─── SOURCE DOCUMENT ───

Email updates

Keep up to date with the latest news and content from BMC Research Notes and BioMed Central.

Open Access Short Report

Participation in paediatric cancer studies: timing and approach to recruitment

Tamika L Heiden1*, Helen D Bailey1, Bruce K Armstrong2 and Elizabeth Milne1

Author Affiliations

1 Telethon Institute for Child Health Research, Centre for Child Health Research, The University of Western Australia, PO Box 855, West Perth WA 6872, Australia

2 Sydney School of Public Health, The University of Sydney, Queen Elizabeth II Research Institute D02, The University of Sydney, Sydney, NSW 2006, Australia

For all author emails, please log on.

BMC Research Notes 2013, 6:191  doi:10.1186/1756-0500-6-191

Published: 8 May 2013

Abstract

Background

Participation in epidemiological studies has fallen significantly over the past 30 years; this has been attributed to a busier lifestyle and longer working hours. In case–control studies, participation among cases is usually higher than among controls due to the personal relevance. In Australia, between 2003 and 2011, we conducted three national population-based case–control studies of risk factors for childhood cancers; brain tumors, acute leukemia and neuroblastoma and Wilms’ tumor. In this sub-study, we aimed to investigate factors that may have influenced study participation and completeness of survey completion.

─── THE DATA ───

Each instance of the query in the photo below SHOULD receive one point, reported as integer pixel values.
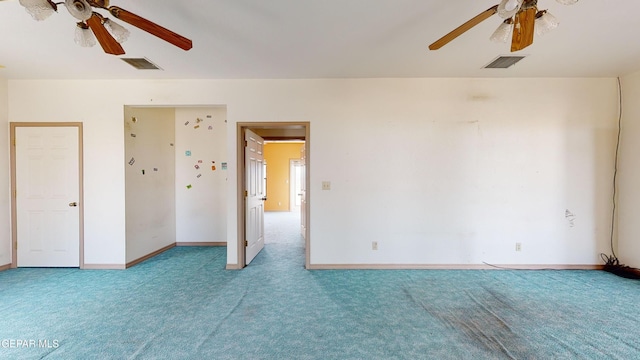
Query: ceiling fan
(521, 20)
(92, 25)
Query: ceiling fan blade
(463, 28)
(151, 27)
(523, 29)
(108, 43)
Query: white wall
(629, 174)
(201, 209)
(5, 187)
(149, 180)
(438, 171)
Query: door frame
(276, 131)
(14, 213)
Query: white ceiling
(324, 39)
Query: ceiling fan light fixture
(502, 33)
(119, 32)
(79, 9)
(545, 22)
(508, 8)
(84, 36)
(38, 9)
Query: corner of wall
(628, 232)
(5, 205)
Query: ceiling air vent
(141, 63)
(503, 62)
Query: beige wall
(278, 157)
(5, 187)
(150, 195)
(438, 171)
(201, 210)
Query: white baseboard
(449, 267)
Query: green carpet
(182, 304)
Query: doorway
(47, 196)
(277, 131)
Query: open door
(254, 194)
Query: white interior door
(254, 194)
(47, 196)
(303, 193)
(295, 189)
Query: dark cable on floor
(611, 262)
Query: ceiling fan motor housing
(79, 9)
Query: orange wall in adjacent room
(277, 156)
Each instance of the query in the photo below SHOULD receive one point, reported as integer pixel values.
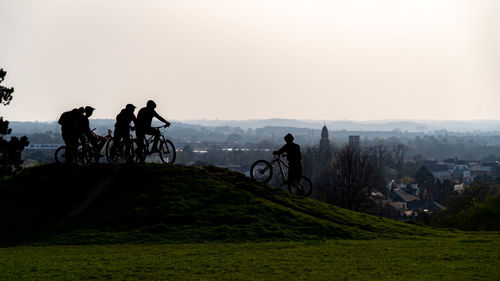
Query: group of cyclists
(75, 128)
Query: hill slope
(57, 204)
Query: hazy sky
(323, 60)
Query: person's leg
(140, 135)
(156, 133)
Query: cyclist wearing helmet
(70, 131)
(294, 157)
(122, 125)
(143, 125)
(85, 126)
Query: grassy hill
(105, 204)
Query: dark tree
(352, 179)
(10, 150)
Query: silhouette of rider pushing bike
(294, 157)
(143, 126)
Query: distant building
(324, 143)
(354, 142)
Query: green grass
(171, 204)
(468, 257)
(172, 222)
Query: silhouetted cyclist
(294, 157)
(86, 133)
(122, 125)
(70, 131)
(143, 125)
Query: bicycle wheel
(60, 154)
(167, 152)
(132, 153)
(84, 155)
(306, 187)
(261, 171)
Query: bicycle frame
(149, 140)
(278, 159)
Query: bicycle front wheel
(167, 152)
(261, 171)
(306, 187)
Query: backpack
(65, 118)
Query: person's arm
(161, 118)
(280, 151)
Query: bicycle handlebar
(159, 127)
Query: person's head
(151, 104)
(130, 107)
(89, 110)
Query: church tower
(324, 143)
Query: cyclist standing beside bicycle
(294, 157)
(70, 132)
(86, 132)
(122, 125)
(143, 126)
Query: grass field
(469, 257)
(157, 222)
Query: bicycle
(262, 171)
(85, 154)
(166, 148)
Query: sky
(256, 59)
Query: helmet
(89, 108)
(151, 104)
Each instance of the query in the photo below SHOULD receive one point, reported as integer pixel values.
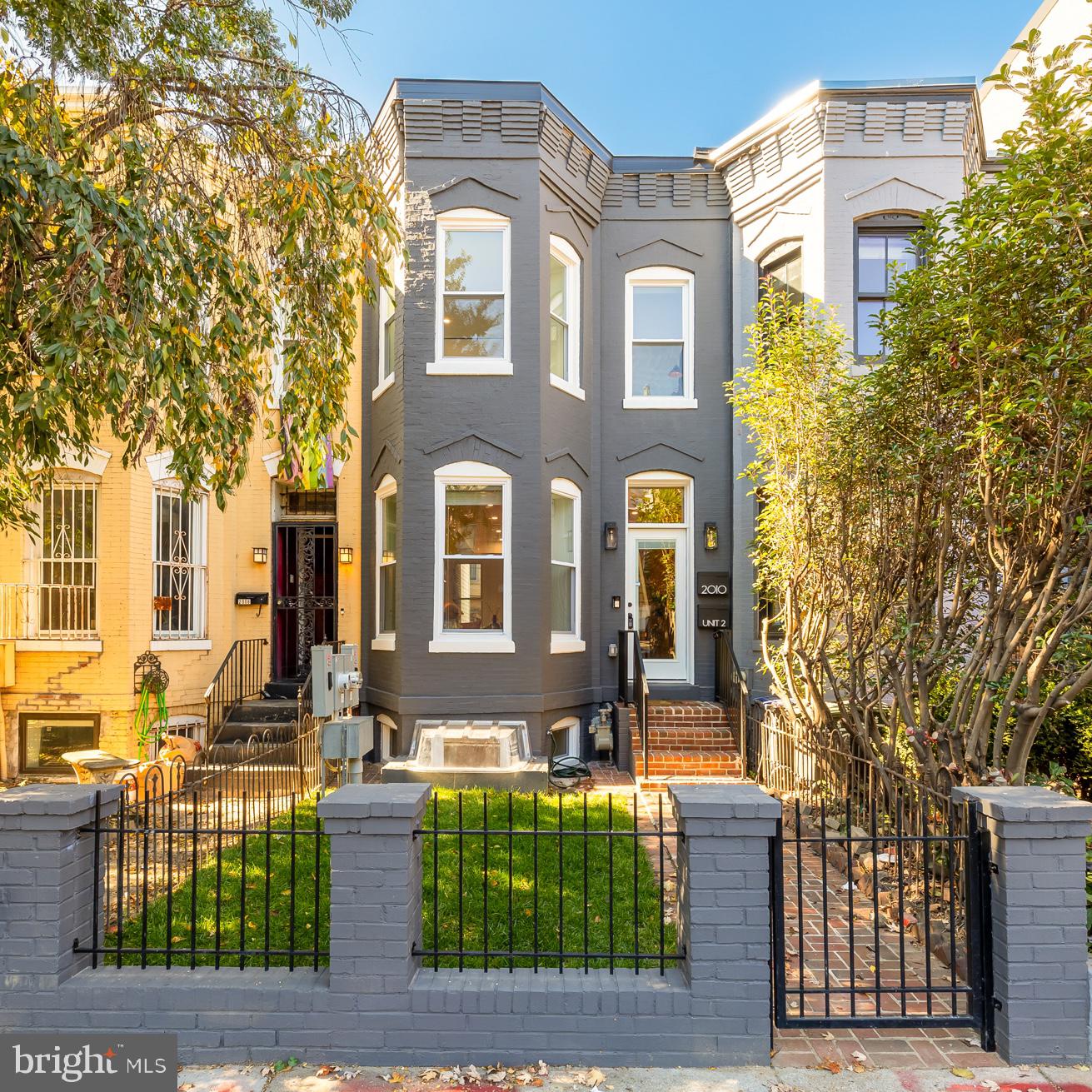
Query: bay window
(473, 277)
(386, 527)
(565, 567)
(473, 559)
(565, 317)
(660, 340)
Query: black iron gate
(881, 916)
(305, 586)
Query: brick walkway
(899, 959)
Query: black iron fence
(178, 882)
(881, 890)
(873, 927)
(564, 881)
(835, 781)
(176, 857)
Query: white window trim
(386, 309)
(388, 487)
(561, 641)
(570, 726)
(34, 639)
(165, 640)
(180, 645)
(58, 645)
(471, 220)
(565, 252)
(661, 276)
(486, 640)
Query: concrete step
(687, 715)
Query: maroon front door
(305, 594)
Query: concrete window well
(471, 755)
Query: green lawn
(532, 906)
(544, 905)
(291, 900)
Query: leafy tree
(179, 203)
(950, 564)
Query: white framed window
(65, 561)
(885, 249)
(473, 281)
(386, 559)
(566, 737)
(660, 340)
(473, 580)
(388, 737)
(180, 575)
(565, 567)
(565, 317)
(388, 334)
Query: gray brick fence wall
(1040, 934)
(375, 1004)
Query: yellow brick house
(123, 566)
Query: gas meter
(602, 727)
(337, 681)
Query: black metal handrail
(634, 686)
(241, 676)
(730, 691)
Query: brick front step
(687, 738)
(686, 713)
(660, 784)
(688, 762)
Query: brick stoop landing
(689, 743)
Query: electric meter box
(336, 680)
(350, 738)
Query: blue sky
(657, 79)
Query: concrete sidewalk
(306, 1078)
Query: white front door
(659, 599)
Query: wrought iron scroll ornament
(148, 674)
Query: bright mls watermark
(122, 1063)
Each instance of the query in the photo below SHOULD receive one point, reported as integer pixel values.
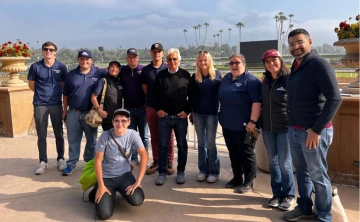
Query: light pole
(101, 49)
(38, 50)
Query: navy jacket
(313, 93)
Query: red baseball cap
(271, 52)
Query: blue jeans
(138, 122)
(311, 169)
(282, 177)
(76, 125)
(166, 125)
(208, 159)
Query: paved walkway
(52, 197)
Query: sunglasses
(122, 121)
(203, 52)
(172, 59)
(47, 49)
(234, 63)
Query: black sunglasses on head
(47, 49)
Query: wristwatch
(252, 121)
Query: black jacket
(313, 93)
(113, 96)
(172, 92)
(274, 116)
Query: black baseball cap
(157, 46)
(131, 51)
(123, 112)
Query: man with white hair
(171, 102)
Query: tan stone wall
(344, 150)
(16, 113)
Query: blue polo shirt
(148, 75)
(236, 98)
(79, 87)
(205, 94)
(47, 82)
(134, 96)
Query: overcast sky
(139, 23)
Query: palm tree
(199, 26)
(229, 35)
(239, 25)
(185, 31)
(220, 31)
(195, 27)
(206, 25)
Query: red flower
(342, 24)
(346, 27)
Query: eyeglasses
(234, 63)
(172, 59)
(122, 121)
(293, 44)
(47, 49)
(204, 51)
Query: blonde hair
(198, 73)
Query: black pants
(242, 156)
(41, 116)
(105, 208)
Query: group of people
(294, 108)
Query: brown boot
(152, 168)
(170, 169)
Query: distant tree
(195, 27)
(229, 29)
(185, 31)
(206, 25)
(239, 25)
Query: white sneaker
(61, 164)
(212, 179)
(41, 169)
(201, 177)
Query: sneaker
(274, 202)
(201, 177)
(41, 168)
(170, 169)
(68, 170)
(296, 215)
(152, 168)
(180, 178)
(233, 183)
(61, 164)
(161, 179)
(212, 179)
(245, 187)
(286, 203)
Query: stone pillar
(16, 113)
(344, 151)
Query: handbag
(93, 118)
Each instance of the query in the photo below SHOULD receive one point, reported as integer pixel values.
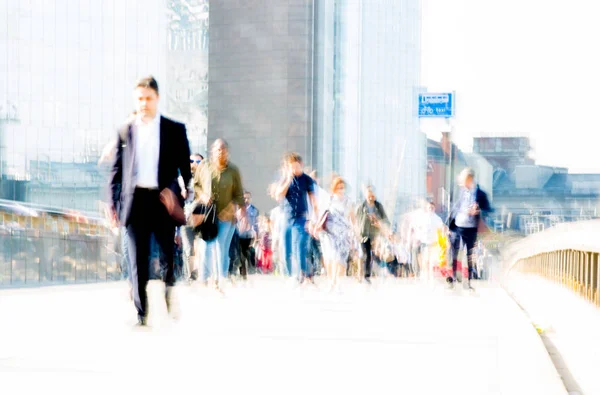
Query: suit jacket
(364, 223)
(482, 201)
(174, 159)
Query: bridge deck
(265, 337)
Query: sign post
(441, 105)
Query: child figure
(265, 252)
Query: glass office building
(334, 80)
(67, 69)
(376, 83)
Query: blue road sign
(436, 105)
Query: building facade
(335, 81)
(67, 69)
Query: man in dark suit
(152, 151)
(464, 221)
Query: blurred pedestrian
(140, 177)
(218, 182)
(464, 220)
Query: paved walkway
(267, 338)
(571, 326)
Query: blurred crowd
(314, 231)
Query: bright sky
(519, 67)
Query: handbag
(208, 228)
(171, 203)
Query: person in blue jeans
(218, 182)
(296, 188)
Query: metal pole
(597, 278)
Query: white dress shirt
(147, 148)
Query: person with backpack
(372, 220)
(218, 190)
(464, 221)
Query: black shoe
(171, 305)
(142, 322)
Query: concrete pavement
(265, 337)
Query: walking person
(248, 232)
(187, 232)
(426, 224)
(296, 188)
(337, 234)
(218, 182)
(371, 220)
(464, 220)
(152, 151)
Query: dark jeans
(234, 254)
(125, 266)
(468, 236)
(368, 257)
(149, 217)
(247, 256)
(314, 257)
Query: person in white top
(426, 224)
(151, 152)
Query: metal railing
(567, 254)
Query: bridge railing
(567, 254)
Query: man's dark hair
(222, 141)
(293, 157)
(148, 82)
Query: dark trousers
(234, 253)
(468, 236)
(246, 256)
(149, 216)
(314, 257)
(367, 248)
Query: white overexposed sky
(519, 68)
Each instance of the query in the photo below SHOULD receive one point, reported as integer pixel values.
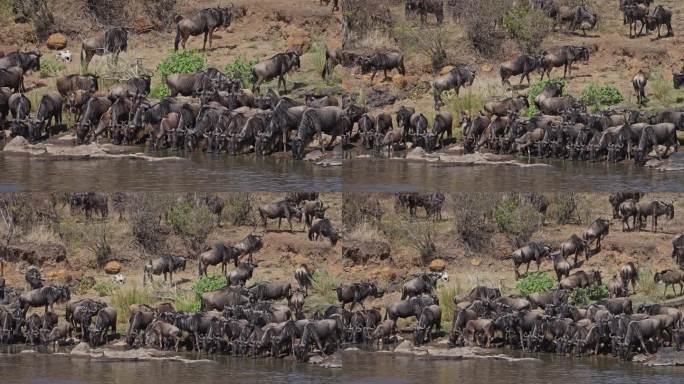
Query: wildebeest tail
(178, 37)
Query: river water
(208, 172)
(358, 367)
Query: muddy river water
(358, 367)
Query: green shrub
(599, 96)
(104, 288)
(535, 282)
(192, 223)
(241, 69)
(517, 219)
(586, 296)
(50, 68)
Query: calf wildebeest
(382, 61)
(279, 210)
(27, 61)
(206, 22)
(324, 228)
(12, 78)
(45, 296)
(525, 255)
(426, 7)
(656, 209)
(522, 65)
(670, 277)
(218, 254)
(163, 265)
(565, 57)
(72, 83)
(114, 41)
(598, 230)
(639, 82)
(277, 66)
(660, 16)
(304, 277)
(629, 273)
(615, 199)
(459, 76)
(355, 293)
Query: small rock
(112, 267)
(437, 265)
(57, 41)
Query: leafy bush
(50, 68)
(192, 223)
(104, 288)
(598, 95)
(586, 296)
(517, 219)
(241, 69)
(535, 282)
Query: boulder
(437, 265)
(112, 267)
(363, 252)
(57, 41)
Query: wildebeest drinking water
(277, 66)
(114, 41)
(206, 22)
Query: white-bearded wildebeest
(661, 16)
(277, 66)
(598, 230)
(324, 228)
(27, 61)
(218, 254)
(355, 293)
(333, 121)
(13, 78)
(46, 296)
(525, 255)
(656, 209)
(114, 41)
(565, 57)
(653, 136)
(279, 210)
(458, 77)
(206, 22)
(522, 65)
(382, 61)
(162, 266)
(670, 277)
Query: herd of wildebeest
(209, 111)
(271, 318)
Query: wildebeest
(355, 293)
(279, 210)
(13, 78)
(522, 65)
(114, 41)
(565, 57)
(660, 16)
(206, 22)
(27, 61)
(323, 227)
(163, 265)
(598, 230)
(525, 255)
(45, 296)
(639, 82)
(656, 209)
(670, 277)
(277, 66)
(459, 76)
(382, 61)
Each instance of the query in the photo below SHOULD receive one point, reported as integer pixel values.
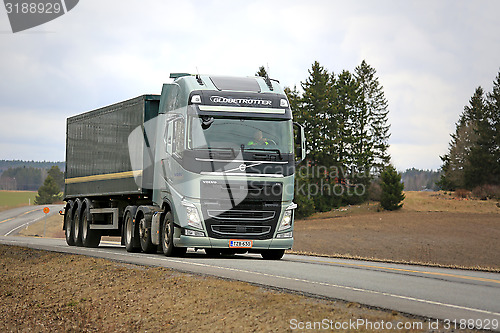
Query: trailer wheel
(145, 237)
(77, 227)
(273, 254)
(68, 225)
(167, 238)
(90, 237)
(128, 234)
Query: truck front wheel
(128, 234)
(90, 237)
(145, 237)
(77, 235)
(167, 238)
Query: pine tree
(345, 116)
(48, 193)
(470, 160)
(392, 189)
(493, 111)
(315, 114)
(374, 127)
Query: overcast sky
(429, 56)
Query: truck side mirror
(300, 143)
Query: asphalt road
(423, 291)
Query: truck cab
(208, 164)
(227, 165)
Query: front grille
(240, 230)
(247, 220)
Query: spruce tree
(315, 114)
(470, 160)
(373, 124)
(392, 189)
(493, 111)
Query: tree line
(473, 158)
(347, 130)
(29, 178)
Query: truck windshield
(223, 133)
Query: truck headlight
(193, 218)
(286, 220)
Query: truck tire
(167, 238)
(77, 224)
(128, 234)
(90, 237)
(68, 224)
(145, 237)
(273, 254)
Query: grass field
(12, 199)
(432, 228)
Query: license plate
(240, 244)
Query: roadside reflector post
(46, 210)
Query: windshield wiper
(215, 149)
(263, 149)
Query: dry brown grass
(53, 292)
(431, 228)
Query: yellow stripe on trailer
(106, 176)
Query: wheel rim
(76, 229)
(166, 234)
(142, 230)
(84, 227)
(67, 224)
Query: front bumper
(208, 242)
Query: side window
(179, 137)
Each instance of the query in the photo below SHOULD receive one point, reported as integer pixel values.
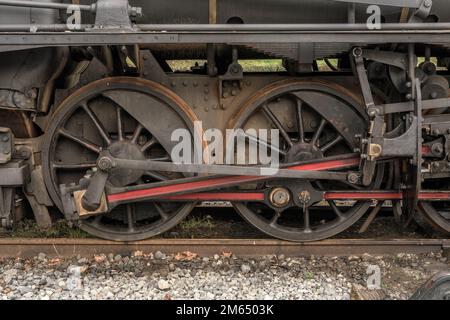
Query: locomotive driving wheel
(132, 118)
(316, 120)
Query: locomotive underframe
(217, 99)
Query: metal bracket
(230, 84)
(437, 288)
(6, 145)
(115, 14)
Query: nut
(279, 197)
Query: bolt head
(105, 163)
(279, 197)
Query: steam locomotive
(90, 98)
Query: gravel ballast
(187, 276)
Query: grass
(193, 224)
(258, 65)
(29, 229)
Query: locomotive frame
(393, 139)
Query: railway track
(26, 248)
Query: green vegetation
(257, 65)
(29, 229)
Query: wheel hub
(125, 150)
(303, 152)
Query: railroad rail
(64, 248)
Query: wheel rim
(89, 121)
(330, 137)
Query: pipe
(186, 28)
(288, 27)
(39, 28)
(47, 5)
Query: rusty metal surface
(206, 247)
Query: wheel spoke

───

- **USING THE INFORMATION**
1. Condense the paragraph in the pediatric cancer article that begins "Participation in epidemiological studies has fallen" into a short bulleted list that keeps its main facts.
2. Reproduce the passage of the pediatric cancer article word for word, starting at "1 Telethon Institute" and ending at "please log on.".
These rows come from a separate source.

- **TASK SOLUTIONS**
1.
- Participation in epidemiological studies has dropped significantly over the past 30 years, which has been attributed to busier lifestyles and longer working hours.
- In case–control studies, cases usually participate more than controls because the study is personally relevant to them.
- In Australia, between 2003 and 2011, three national population-based case–control studies examined risk factors for childhood cancers: brain tumors, acute leukemia, and neuroblastoma and Wilms' tumor.
- This sub-study aimed to investigate factors that may have influenced study participation and how completely surveys were filled in.

2.
1 Telethon Institute for Child Health Research, Centre for Child Health Research, The University of Western Australia, PO Box 855, West Perth WA 6872, Australia

2 Sydney School of Public Health, The University of Sydney, Queen Elizabeth II Research Institute D02, The University of Sydney, Sydney, NSW 2006, Australia

For all author emails, please log on.